### Problem statement:
Change every "photo" in the lines below to "image" and leave everything else as it is. Omit the pictures from your answer.

---------- Records for processing ----------

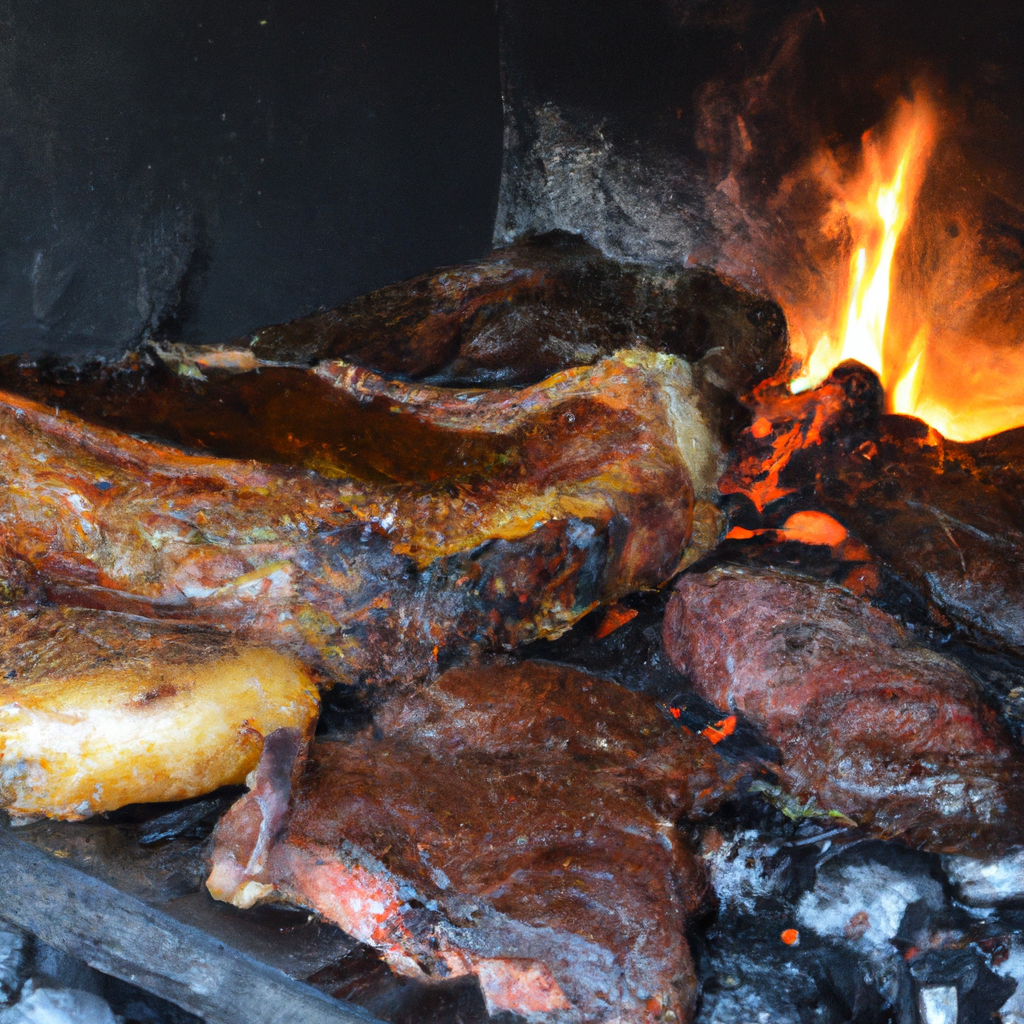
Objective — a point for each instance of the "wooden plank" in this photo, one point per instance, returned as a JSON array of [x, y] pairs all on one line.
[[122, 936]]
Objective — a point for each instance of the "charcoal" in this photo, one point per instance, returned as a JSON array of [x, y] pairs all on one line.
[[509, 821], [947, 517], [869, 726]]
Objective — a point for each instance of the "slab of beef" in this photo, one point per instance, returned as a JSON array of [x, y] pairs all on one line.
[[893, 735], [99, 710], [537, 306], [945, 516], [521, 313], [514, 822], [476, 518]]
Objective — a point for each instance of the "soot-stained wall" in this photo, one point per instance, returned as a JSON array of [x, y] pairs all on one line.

----------

### Exercise result:
Objective — a point for each instance of the "wooden plank" in this image, one point per instance, returned as a JSON array of [x, y] pairs all on one line.
[[122, 936]]
Objective — a point for each instance of the "charcoal" in this image, one point per instance, returned as a JSON array of [x, y] pairs all on one line.
[[509, 821], [947, 517], [869, 726]]
Objective — a point for each instance of the "slab of beef" in this image, one point per instance, returned as a JSON array of [x, y] pairs all on one line.
[[893, 735], [99, 710], [537, 306], [945, 516], [521, 313], [514, 822], [476, 518]]
Objective — a point for each instance of the "soot-stained wall" in this image, one point per instance, returned as a JSON array of [x, y] pairs all on one line.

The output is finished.